:: BRIEF 1 ::
Leaving aside the numbered heading, which proper names appear in the essay about a dream featuring Jim? List each one once.
:: BRIEF 2 ::
Can you reproduce the part of the essay about a dream featuring Jim that starts at "Last night, I" and ends at "raised his eyebrows.", word for word?

*** Opening of PASSAGE FOR REVIEW ***

Last night, I had a dream that Jim from “The Office” advised me to lose weight if I wanted to get ahead in corporate America. This was upsetting for a number of reasons, most obviously the fact that even “new” Jim, wife-and-family Jim, would never, ever give anyone work-related advice, unless it was to recommend a flavor of Jell-O that looks really great with a stapler embedded in it.
“What I’d like is to see you train for an Iron Man competition,” he said. His hair was still floppy, but his voice had that fake earnestness that people get after one too many management training seminars.
“Hey, I’m not that fat,” I said, laughing nervously.
He just raised his eyebrows.
Bad as this was, it was far from my worst nightmare. And hopefully, it won’t become a recurring nightmare, either, although I suppose if it’s possible to make sure that happens, writing a blog post about it might be just the ticket. I hope not. I already have plenty of recurring nightmares that I could really live without. For instance:
1. The Zombie Apocalypse Nightmare
I’ve been having these since before I knew there were such things as zombies. (In fiction, and in the ant kingdom.)

*** Close of PASSAGE FOR REVIEW ***
*** Opening of PROVIDED RECORDS ***

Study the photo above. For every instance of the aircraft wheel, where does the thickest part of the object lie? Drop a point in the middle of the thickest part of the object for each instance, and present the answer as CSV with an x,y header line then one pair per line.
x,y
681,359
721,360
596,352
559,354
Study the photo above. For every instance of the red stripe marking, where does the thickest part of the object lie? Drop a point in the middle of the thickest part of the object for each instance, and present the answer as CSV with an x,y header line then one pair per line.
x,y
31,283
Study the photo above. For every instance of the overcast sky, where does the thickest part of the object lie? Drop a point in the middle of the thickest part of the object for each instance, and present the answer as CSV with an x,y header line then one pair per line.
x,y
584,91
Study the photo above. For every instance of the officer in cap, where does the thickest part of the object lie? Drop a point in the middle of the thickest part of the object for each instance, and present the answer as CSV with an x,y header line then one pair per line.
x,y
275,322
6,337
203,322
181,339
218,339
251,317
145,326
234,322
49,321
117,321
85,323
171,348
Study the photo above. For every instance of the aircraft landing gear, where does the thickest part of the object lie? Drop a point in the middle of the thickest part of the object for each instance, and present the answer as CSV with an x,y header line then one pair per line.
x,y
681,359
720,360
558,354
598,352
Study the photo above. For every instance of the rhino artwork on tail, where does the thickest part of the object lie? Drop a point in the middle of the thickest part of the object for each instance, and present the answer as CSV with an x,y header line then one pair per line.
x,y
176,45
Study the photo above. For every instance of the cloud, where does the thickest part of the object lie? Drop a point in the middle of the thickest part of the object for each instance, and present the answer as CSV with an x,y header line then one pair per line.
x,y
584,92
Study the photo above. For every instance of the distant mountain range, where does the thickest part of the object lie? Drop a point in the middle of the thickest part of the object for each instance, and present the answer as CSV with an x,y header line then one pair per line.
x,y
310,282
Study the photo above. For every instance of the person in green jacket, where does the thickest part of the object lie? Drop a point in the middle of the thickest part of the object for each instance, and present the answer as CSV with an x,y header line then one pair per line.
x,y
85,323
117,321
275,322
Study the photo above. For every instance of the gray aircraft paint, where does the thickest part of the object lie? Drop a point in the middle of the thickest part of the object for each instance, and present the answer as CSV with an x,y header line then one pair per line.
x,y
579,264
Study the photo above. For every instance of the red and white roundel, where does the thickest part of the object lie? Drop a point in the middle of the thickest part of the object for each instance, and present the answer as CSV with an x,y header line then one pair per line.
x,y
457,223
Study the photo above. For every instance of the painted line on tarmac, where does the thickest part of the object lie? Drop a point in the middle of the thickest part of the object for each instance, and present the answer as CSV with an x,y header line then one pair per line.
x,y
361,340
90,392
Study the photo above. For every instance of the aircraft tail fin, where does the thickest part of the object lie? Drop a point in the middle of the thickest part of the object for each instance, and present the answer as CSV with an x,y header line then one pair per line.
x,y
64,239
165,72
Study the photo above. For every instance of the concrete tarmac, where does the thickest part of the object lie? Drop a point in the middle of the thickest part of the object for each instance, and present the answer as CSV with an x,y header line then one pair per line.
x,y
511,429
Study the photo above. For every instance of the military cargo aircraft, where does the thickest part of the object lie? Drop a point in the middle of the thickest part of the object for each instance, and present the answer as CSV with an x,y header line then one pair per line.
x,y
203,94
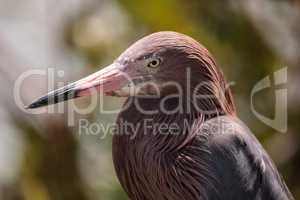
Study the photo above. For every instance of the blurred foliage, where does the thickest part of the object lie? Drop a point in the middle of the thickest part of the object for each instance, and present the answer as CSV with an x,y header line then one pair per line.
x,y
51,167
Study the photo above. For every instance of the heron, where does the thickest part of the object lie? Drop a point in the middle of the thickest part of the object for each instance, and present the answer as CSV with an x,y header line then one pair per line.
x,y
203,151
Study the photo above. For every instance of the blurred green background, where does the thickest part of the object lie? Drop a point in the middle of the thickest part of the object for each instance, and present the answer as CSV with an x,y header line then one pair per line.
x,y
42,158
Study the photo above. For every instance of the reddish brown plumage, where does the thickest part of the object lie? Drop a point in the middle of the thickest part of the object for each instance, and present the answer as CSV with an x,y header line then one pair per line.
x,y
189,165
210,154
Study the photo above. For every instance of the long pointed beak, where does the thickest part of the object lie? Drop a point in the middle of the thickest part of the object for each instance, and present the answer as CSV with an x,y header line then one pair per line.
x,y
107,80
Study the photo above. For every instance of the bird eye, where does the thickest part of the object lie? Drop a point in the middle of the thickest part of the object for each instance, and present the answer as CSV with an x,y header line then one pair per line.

*** Close of PROVIDED RECORDS ***
*** Opening of PROVIDED RECORDS ***

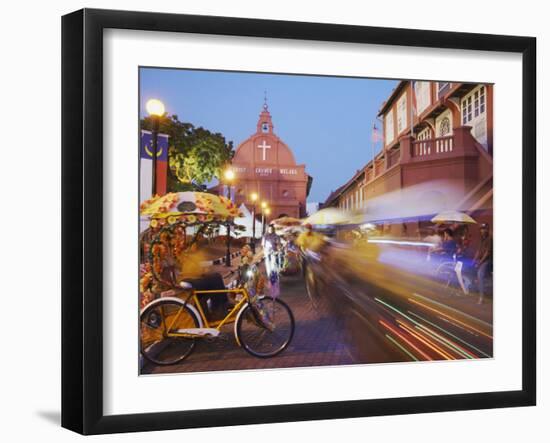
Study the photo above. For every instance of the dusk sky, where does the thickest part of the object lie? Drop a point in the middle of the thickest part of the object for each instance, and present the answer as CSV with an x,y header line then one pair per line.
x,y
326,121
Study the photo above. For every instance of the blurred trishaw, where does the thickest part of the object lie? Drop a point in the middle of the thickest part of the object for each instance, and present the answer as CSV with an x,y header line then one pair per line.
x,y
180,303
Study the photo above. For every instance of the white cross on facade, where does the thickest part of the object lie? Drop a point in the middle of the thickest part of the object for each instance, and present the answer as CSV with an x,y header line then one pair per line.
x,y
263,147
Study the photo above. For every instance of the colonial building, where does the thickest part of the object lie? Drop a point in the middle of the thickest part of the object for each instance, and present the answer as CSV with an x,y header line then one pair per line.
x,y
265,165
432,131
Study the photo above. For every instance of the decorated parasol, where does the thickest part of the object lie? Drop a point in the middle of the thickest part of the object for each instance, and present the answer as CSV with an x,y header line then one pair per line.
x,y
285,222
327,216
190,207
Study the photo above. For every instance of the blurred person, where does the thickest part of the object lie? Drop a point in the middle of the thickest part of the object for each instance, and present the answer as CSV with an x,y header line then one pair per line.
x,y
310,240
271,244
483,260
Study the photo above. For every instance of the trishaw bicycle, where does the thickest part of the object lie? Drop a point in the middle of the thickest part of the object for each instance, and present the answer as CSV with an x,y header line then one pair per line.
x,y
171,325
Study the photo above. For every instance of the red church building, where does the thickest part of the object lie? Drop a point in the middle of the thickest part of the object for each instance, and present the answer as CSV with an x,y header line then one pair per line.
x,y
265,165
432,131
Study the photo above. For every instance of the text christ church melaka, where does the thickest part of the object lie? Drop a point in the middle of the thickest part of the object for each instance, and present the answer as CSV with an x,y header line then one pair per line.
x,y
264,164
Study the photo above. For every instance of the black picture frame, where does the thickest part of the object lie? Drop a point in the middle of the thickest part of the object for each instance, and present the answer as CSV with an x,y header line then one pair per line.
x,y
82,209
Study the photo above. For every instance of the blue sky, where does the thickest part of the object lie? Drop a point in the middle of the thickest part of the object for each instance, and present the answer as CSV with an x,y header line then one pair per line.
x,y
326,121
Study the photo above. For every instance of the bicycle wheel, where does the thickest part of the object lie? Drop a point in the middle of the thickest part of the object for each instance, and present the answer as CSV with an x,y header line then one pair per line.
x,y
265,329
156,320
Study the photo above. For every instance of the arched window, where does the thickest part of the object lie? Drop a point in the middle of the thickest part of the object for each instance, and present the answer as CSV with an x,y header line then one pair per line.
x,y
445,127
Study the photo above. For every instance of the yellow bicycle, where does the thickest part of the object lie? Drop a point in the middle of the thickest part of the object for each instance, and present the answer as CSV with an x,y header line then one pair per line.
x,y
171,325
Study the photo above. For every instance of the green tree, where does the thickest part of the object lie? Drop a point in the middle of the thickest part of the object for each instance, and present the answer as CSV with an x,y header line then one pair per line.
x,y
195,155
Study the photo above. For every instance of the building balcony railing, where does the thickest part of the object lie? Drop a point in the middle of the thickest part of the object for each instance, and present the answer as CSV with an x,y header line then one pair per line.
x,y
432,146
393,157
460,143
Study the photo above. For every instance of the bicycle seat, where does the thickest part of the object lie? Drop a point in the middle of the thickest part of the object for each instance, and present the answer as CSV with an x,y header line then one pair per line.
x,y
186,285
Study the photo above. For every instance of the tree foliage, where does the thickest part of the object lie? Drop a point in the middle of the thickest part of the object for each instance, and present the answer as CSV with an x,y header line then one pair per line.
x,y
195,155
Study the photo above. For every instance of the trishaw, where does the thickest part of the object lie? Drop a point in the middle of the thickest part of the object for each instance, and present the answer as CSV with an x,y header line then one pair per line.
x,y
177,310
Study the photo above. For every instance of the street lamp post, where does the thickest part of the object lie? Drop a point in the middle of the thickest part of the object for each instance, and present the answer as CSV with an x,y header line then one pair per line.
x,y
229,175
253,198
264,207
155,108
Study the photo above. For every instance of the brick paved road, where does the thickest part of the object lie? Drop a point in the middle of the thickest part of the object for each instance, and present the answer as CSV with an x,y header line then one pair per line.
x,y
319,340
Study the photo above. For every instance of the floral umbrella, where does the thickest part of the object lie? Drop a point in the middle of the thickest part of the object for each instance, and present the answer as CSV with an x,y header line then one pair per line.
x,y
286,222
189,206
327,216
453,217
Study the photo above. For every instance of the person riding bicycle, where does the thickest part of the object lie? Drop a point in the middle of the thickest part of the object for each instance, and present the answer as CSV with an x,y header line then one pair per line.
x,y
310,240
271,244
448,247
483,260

*** Close of PROVIDED RECORDS ***

:: EXPECTED OUTPUT 1 ::
Jim, "The Office," America, Jell-O, Iron Man

:: EXPECTED OUTPUT 2 ::
Last night, I had a dream that Jim from “The Office” advised me to lose weight if I wanted to get ahead in corporate America. This was upsetting for a number of reasons, most obviously the fact that even “new” Jim, wife-and-family Jim, would never, ever give anyone work-related advice, unless it was to recommend a flavor of Jell-O that looks really great with a stapler embedded in it.
“What I’d like is to see you train for an Iron Man competition,” he said. His hair was still floppy, but his voice had that fake earnestness that people get after one too many management training seminars.
“Hey, I’m not that fat,” I said, laughing nervously.
He just raised his eyebrows.